== What the exercise asks ==
Exact copy, no pictures: restate each entry below word for word.

*** Excerpted data Section Begins ***

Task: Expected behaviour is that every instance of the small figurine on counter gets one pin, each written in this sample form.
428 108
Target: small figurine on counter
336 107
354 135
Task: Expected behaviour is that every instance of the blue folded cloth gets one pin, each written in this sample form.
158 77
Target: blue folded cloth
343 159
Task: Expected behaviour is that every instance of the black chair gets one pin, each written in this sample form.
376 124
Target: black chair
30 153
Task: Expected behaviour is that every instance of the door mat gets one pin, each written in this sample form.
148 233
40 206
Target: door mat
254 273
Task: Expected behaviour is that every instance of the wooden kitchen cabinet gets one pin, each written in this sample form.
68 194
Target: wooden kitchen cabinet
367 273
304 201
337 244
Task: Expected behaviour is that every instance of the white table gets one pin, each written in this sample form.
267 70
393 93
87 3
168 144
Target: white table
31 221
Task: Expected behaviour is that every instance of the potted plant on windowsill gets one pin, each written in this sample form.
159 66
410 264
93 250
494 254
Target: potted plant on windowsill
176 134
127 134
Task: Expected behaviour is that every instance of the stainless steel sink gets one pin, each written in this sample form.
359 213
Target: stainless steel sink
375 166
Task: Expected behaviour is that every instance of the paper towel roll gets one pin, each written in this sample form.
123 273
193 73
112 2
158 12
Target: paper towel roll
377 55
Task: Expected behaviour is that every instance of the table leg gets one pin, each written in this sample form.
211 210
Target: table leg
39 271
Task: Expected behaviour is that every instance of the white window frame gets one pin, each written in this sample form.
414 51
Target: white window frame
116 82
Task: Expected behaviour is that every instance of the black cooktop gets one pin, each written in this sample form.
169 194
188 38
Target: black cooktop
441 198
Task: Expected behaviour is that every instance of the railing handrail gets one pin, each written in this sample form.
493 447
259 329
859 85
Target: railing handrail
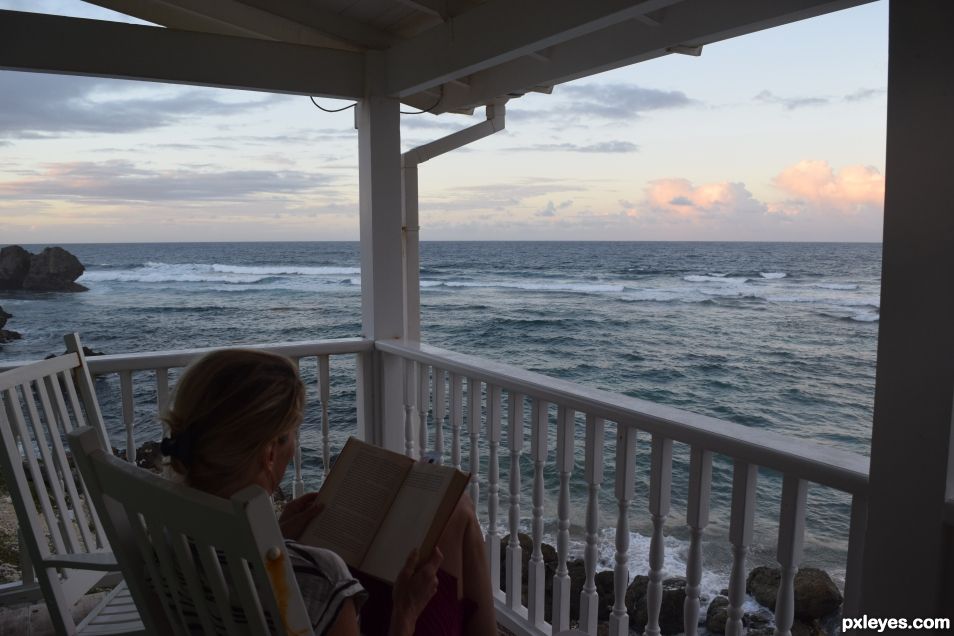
169 359
840 469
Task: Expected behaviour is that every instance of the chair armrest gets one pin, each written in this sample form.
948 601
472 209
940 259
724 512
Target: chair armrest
99 561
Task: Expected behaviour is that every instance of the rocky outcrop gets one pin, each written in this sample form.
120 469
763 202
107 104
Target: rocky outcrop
816 595
5 335
14 265
53 269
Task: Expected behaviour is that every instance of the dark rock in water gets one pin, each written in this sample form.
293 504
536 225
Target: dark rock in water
816 595
717 615
5 335
671 610
14 265
54 269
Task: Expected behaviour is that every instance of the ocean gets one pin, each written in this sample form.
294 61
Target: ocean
780 336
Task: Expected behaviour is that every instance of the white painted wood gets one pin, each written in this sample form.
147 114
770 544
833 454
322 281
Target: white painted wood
423 401
791 533
536 574
440 395
740 536
593 473
660 488
515 435
813 462
382 247
431 58
564 466
912 466
457 417
492 539
625 488
129 421
63 541
410 406
47 43
324 394
473 427
697 518
182 518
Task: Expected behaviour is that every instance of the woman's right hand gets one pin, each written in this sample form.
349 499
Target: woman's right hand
414 587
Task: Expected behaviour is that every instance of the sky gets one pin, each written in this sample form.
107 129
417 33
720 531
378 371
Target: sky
773 136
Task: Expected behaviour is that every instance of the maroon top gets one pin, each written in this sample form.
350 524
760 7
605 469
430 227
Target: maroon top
445 614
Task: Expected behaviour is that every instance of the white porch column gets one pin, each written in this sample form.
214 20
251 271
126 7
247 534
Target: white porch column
382 260
905 560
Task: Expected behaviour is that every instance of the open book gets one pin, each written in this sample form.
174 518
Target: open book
379 505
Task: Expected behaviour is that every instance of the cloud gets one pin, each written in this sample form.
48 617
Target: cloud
41 106
119 181
790 103
863 94
607 147
815 187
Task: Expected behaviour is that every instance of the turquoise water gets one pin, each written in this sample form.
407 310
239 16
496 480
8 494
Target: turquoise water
770 335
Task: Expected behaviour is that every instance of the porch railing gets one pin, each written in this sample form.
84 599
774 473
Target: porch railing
465 398
436 380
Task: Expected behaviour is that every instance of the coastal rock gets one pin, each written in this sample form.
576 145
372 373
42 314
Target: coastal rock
14 265
54 269
671 610
816 595
5 335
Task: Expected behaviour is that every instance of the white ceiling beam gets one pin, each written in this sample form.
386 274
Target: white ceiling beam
690 23
228 17
497 32
73 46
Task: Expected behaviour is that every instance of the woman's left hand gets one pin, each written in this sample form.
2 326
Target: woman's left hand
297 514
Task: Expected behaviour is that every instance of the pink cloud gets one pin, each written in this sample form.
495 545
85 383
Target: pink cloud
816 186
680 199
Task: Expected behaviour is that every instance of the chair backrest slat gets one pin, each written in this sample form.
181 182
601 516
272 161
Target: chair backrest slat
57 415
41 495
199 562
46 435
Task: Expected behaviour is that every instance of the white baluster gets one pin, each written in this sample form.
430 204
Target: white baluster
697 517
561 580
298 487
410 406
457 417
423 386
740 535
439 412
625 488
473 426
324 394
593 471
660 488
162 402
856 545
125 387
514 554
537 569
791 533
493 484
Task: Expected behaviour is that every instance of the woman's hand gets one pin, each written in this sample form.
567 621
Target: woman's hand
414 587
297 514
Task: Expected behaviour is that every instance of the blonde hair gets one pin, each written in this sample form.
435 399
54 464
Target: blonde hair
228 406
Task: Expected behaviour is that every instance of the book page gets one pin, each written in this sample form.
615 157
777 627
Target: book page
410 519
357 495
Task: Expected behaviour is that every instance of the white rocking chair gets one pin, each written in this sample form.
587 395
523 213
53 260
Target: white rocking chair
195 563
39 404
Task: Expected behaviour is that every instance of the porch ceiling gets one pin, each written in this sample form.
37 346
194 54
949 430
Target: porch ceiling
444 55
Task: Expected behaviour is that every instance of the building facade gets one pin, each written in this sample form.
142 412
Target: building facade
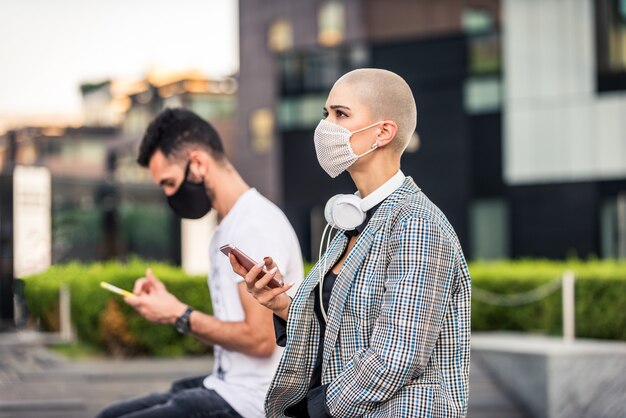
520 136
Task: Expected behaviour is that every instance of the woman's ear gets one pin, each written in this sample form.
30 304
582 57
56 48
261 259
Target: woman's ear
387 133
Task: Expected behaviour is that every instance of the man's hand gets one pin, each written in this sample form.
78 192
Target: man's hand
275 299
154 302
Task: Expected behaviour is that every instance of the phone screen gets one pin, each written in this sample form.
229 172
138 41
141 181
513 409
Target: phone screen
248 263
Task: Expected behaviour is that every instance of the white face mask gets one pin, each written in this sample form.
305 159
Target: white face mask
333 148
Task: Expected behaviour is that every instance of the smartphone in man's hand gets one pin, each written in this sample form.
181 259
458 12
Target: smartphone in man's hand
248 263
115 289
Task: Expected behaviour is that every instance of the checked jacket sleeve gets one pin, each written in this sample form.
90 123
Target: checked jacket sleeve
419 280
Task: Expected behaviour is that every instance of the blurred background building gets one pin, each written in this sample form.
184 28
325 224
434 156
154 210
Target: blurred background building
104 205
521 134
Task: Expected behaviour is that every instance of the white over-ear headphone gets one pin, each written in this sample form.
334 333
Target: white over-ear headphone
347 211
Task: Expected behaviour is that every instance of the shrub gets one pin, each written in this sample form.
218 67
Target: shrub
600 297
102 318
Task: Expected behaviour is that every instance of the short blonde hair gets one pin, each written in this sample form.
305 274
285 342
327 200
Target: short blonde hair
387 96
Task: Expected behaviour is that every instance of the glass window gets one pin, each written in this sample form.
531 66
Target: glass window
280 36
483 94
331 23
483 41
489 229
611 44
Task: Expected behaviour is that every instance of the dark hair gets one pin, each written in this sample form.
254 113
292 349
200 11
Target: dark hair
173 129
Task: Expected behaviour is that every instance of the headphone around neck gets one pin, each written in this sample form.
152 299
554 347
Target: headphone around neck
347 211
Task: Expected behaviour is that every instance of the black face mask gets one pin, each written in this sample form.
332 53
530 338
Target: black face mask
191 200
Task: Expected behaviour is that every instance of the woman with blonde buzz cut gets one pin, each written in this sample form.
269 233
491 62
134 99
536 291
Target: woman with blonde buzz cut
380 327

*** Excerpted data Section Ends ***

== Response below ==
Task: Expected behaviour is that every instance of the small figurine on counter gets one pin, each written in this sample form.
428 108
Target: small figurine on counter
336 107
354 135
Task: Expected behaviour is that every instance of the blue folded cloth gets one pin, each written in this sample form.
158 77
Target: blue folded cloth
343 159
Task: Expected behaviour is that every instance of the black chair gets one pin, each written in this sample form.
376 124
Target: black chair
30 153
Task: Expected behaviour is that every instance of the door mat gets one pin, each written in this sample form.
148 233
40 206
Target: door mat
254 273
Task: Expected behaviour is that every instance of the wooden kitchen cabinet gets one pin, each written in this sample form.
68 194
Target: wooden kitchen cabinet
367 273
304 201
337 244
Task: Expected behaviour is that every instance of the white table gets one pin, each written in this sample form.
267 70
393 93
87 3
168 144
Target: white table
31 221
Task: Expected behaviour is that every instance of the potted plant on windowsill gets one pin, each written in this sample form.
159 66
410 264
93 250
494 254
Target: potted plant on windowsill
176 134
127 134
Task: Expected behaviour is that every instance of the stainless steel sink gets one pin, each written in this sample form.
359 213
Target: stainless steel sink
375 166
Task: Expected behaviour is that every instance of the paper towel roll gets one pin, each written in this sample form.
123 273
193 73
112 2
158 12
Target: paper towel roll
377 55
Task: Expected behaviour is that every instance of the table leg gets one pin, each written in this sample form.
211 210
Target: table leg
39 271
Task: Expected behaviour is that every instance of the white window frame gets one pin, each written in this sample form.
414 51
Target: white window frame
116 82
Task: Expected behaviour is that every instance of the black cooktop gets one pin, each written in this sample form.
169 194
188 38
Target: black cooktop
441 198
Task: Expected behaviour is that every instance of the railing handrail gets one pin, each written in this sample form.
493 447
259 329
859 85
Target: railing handrail
169 359
840 469
Task: Expected behaviour is that every instance of the chair armrest gets one pin, each written in this sample form.
948 601
472 209
940 259
724 512
Target: chair armrest
99 561
Task: Expected behaviour is that every instance of the rocky outcrop gets one pin, each written in this sample form.
120 469
763 202
107 104
Target: rocky outcrop
816 595
5 335
14 265
53 269
Task: Expected behaviour is that every instance of the dark rock in water gets one pin, each written in this sample form.
293 504
536 225
Target: dark rock in water
816 595
717 615
5 335
671 610
14 265
54 269
Task: Expected behaviour is that every instance of the ocean gets one pin, each written in this sample form.
294 61
Target: ocean
780 336
Task: Expected behaviour is that every instance of the white painted wood gets one pin, each written in this sample form.
147 114
770 544
833 454
322 281
Target: white painted wood
423 401
791 533
536 574
440 395
740 536
593 473
660 488
515 435
813 462
382 247
431 58
564 466
912 466
457 417
492 539
625 488
129 421
63 541
410 406
47 43
324 394
473 427
697 518
182 518
Task: Expected behaviour is that every instance of the woman's right hand gets one pin, each written in this sample form.
349 499
Target: woman's right hand
414 587
Task: Expected behaviour is that every instance of the sky gets one pin, each written in this sample form.
107 129
417 33
720 531
378 371
Target: sky
773 136
Task: Expected behaviour is that every instance of the maroon top gets one pin, each written in this sample form.
350 524
760 7
605 469
430 227
Target: maroon top
445 614
Task: Expected behaviour is that every instance of the white porch column gets one pin, each written in this sample form.
214 20
251 271
126 7
247 534
Target: white porch column
382 260
905 560
Task: Expected behaviour is that every instance of the open book gets one pin, each written in this sample form.
174 518
Target: open book
379 505
Task: Expected behaviour is that every instance of the cloud gets one pin, each written in this sample form.
48 617
Target: cloud
41 106
119 181
790 103
863 94
607 147
815 187
Task: Expected behaviour is that every instance of the turquoise water gets one pin, each written in this sample form.
407 310
239 16
496 480
8 494
Target: turquoise water
770 335
Task: Expected behaviour is that every instance of the porch railing gets one pin, each written in this sample form.
84 599
774 473
Target: porch railing
465 398
436 380
Task: Expected behaviour is that every instance of the coastal rock gets one pin, each written in this sample form.
576 145
372 373
42 314
Target: coastal rock
14 265
54 269
671 610
816 595
5 335
Task: Expected behaviour is that every instance of the white ceiling beam gets one pin, each written in this sample form.
386 274
Target: white ceiling beam
690 23
228 17
497 32
73 46
Task: Expected behaviour is that every instance of the woman's left hand gets one pin, each written in this sample form.
2 326
Target: woman's left hand
297 514
Task: Expected behaviour is that every instance of the pink cloud gets one pin, each written in this sample form.
495 545
85 383
Target: pink cloud
816 186
680 199
Task: Expected behaviour is that every instance of the chair backrest slat gets one pin, each written in this sample form.
181 182
601 516
272 161
Target: chair backrest slat
57 415
41 495
199 562
46 435
Task: Expected behaviour is that every instance of the white baluster gets one pin, each written in this sample form.
430 204
Target: white baluster
697 517
561 580
298 487
410 406
457 417
423 386
740 535
439 412
625 488
473 426
324 394
593 471
660 488
162 402
856 545
125 387
514 554
537 569
791 533
493 484
Task: Expected behaviour is that every instance of the woman's hand gets one pin, each written in this sample form.
567 621
Target: woman's hand
414 587
297 514
Task: Expected behaviour is that every instance of the blonde hair gets one pin, each written in this sample form.
435 399
54 464
Target: blonde hair
228 406
Task: Expected behaviour is that every instance of the book page gets one pin, each written in this sample form.
615 157
777 627
Target: book page
410 519
357 495
Task: Expected behaviour is that every instance of the white rocking chair gets one pin, each written in this sample form.
587 395
523 213
53 260
Target: white rocking chair
195 563
39 404
Task: Expected behaviour is that every instance of the porch ceiling gets one pin, each written in this sample form.
37 346
194 54
949 430
Target: porch ceiling
444 55
Task: Expected behaviour is that every instance of the building facade gets one pin, each written in this sample form.
142 412
Target: building facade
520 136
Task: Expected behaviour is that every instance of the woman's ear gets one pin, each written in this sample form.
30 304
582 57
56 48
261 259
Target: woman's ear
387 133
Task: Expected behaviour is that every instance of the man's hand gets one pin, each written in this sample form.
78 192
Target: man's hand
275 299
154 302
Task: Expected behaviour is that every instance of the phone screen gets one pin, each written in this sample form.
229 172
138 41
141 181
513 409
Target: phone screen
248 263
Task: Expected behaviour is that every instance of the white face mask gets one pin, each written in this sample form.
305 159
Target: white face mask
333 148
Task: Expected behaviour is that every instance of the smartphone in man's hand gets one pin, each written in this sample form.
181 259
458 12
Target: smartphone in man's hand
248 263
115 289
Task: Expected behaviour is that every instance of the checked jacket sleeve gets one pin, each written in this sample form.
90 123
Target: checked jacket sleeve
419 280
Task: Expected behaviour is that every instance of the blurred background building gets one pin, each written in this sample form.
184 28
325 224
434 156
154 210
Target: blurred background building
104 205
521 134
Task: Expected behaviour is that every instance of the white over-ear headphone gets one pin, each written in this sample form.
334 333
Target: white over-ear headphone
347 211
Task: Expected behaviour is that every instance of the shrub gets one pin, each written in this sample form.
218 67
Target: shrub
600 297
102 318
Task: Expected behaviour is that every instance of the short blonde hair gets one pin, each written in this sample form.
305 274
285 342
327 200
Target: short blonde hair
387 96
Task: Expected behaviour is that every instance of the glass window gets one pin, each written in this sample form.
531 66
Target: glass window
280 36
483 94
331 23
483 41
489 229
611 44
Task: Expected behaviour is that every instance of the dark hair gets one pin, each written in this sample form.
254 113
292 349
200 11
Target: dark hair
173 129
Task: Expected behaviour is that every instance of the headphone around neck gets one pin, each written in this sample form.
152 299
554 347
Target: headphone around neck
347 211
Task: Expected behaviour is that every instance of the black face mask gets one pin, each written in this sample form.
332 53
530 338
Target: black face mask
191 200
Task: Expected behaviour is that every instance of the woman with blonde buzz cut gets one pin, each written in this sample form.
269 233
491 62
134 99
536 291
Target: woman with blonde buzz cut
380 327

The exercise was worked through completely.